### ОТРЫВОК
---+---

Первыми указами Ревсовета ДРА были сформированы правительство и судебные органы, назначены новые губернаторы провинций, командиры корпусов и дивизий.
Сообщение о вооруженном восстании 27 апреля 1978 года в Кабуле было встречено в частях афганской армии в основном позитивно. Военные организации «Хальк» и «Парчам» в дивизиях, расположенных в провинциях, сумели изолировать старших офицеров — сторонников М. Дауда и не допустить переброски верных ему подразделений в столицу. В частях проводились многочисленные митинги в поддержку революции, военнослужащие принимали участие в очищении госаппарата от наиболее реакционных чиновников, входили в специальные группы муниципальных властей, контролировавшие справедливость цен на базарах. Некоторые офицеры были назначены на посты губернаторов и начальников уездов. В сформированное после революции правительство вошло трое кадровых военных (М. А. Ватанджар — зам. премьера и министр связи, А. Кадыр — министр обороны, М. Рафи — министр общественных работ), а в Революционный совет — пять.

---+---

### ЗАДАНИЕ A
Объясните по отрывку о событиях апреля 1978 года, почему верные М. Дауду подразделения не оказались в столице. Ответ дайте в одном–трёх предложениях.
### ЗАДАНИЕ B
Отредактируйте часть перечня, которая начинается строкой со словами «Pin every instance of the light» и продолжается до конца перечня. Выведите только эту часть, заменив «model house» на «toy house» и оставив всё прочее без изменений.

---+---

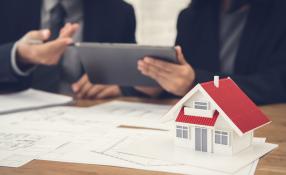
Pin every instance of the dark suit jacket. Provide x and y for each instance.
(104, 21)
(260, 66)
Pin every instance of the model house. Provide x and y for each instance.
(216, 117)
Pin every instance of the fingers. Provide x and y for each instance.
(95, 91)
(152, 71)
(152, 92)
(162, 65)
(68, 30)
(180, 55)
(41, 35)
(50, 53)
(109, 91)
(76, 87)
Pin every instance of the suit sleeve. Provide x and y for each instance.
(265, 86)
(9, 80)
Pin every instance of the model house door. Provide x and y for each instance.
(201, 139)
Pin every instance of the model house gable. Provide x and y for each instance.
(216, 117)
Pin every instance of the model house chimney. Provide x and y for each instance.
(216, 81)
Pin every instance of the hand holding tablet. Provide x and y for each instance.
(117, 63)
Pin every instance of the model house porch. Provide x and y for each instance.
(216, 117)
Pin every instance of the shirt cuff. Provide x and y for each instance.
(15, 65)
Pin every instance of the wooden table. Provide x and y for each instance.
(272, 164)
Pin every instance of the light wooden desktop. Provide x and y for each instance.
(273, 163)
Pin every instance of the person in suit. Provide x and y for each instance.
(110, 21)
(241, 39)
(15, 69)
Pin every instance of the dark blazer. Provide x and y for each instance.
(260, 65)
(104, 21)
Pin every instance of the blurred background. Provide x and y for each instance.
(156, 20)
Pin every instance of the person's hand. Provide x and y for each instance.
(153, 92)
(84, 89)
(174, 78)
(32, 48)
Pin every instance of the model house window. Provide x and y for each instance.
(221, 137)
(201, 105)
(182, 132)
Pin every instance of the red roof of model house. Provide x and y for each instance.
(235, 104)
(196, 119)
(231, 100)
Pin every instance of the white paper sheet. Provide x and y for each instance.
(19, 148)
(30, 99)
(162, 147)
(107, 155)
(90, 135)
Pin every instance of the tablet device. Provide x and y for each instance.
(117, 63)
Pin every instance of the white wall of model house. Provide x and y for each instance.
(228, 142)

---+---

### РЕШЕНИЕ ЗАДАНИЯ A
Этому помешали военные организации «Хальк» и «Парчам» в дивизиях, расположенных в провинциях. Они сумели изолировать старших офицеров, сторонников М. Дауда, и не допустили переброски верных ему подразделений в столицу.

### РЕШЕНИЕ ЗАДАНИЯ B
Pin every instance of the light wooden desktop. Provide x and y for each instance.
(273, 163)
Pin every instance of the person in suit. Provide x and y for each instance.
(110, 21)
(241, 39)
(15, 69)
Pin every instance of the dark blazer. Provide x and y for each instance.
(260, 65)
(104, 21)
Pin every instance of the blurred background. Provide x and y for each instance.
(156, 20)
Pin every instance of the person's hand. Provide x and y for each instance.
(153, 92)
(84, 89)
(174, 78)
(32, 48)
Pin every instance of the toy house window. Provide x and y for each instance.
(221, 137)
(201, 105)
(182, 132)
Pin every instance of the red roof of toy house. Provide x and y for each instance.
(235, 104)
(196, 119)
(231, 100)
Pin every instance of the white paper sheet. Provide x and y for each instance.
(19, 148)
(30, 99)
(162, 147)
(107, 155)
(90, 135)
Pin every instance of the tablet device. Provide x and y for each instance.
(117, 63)
Pin every instance of the white wall of toy house. Provide x and y for each instance.
(228, 142)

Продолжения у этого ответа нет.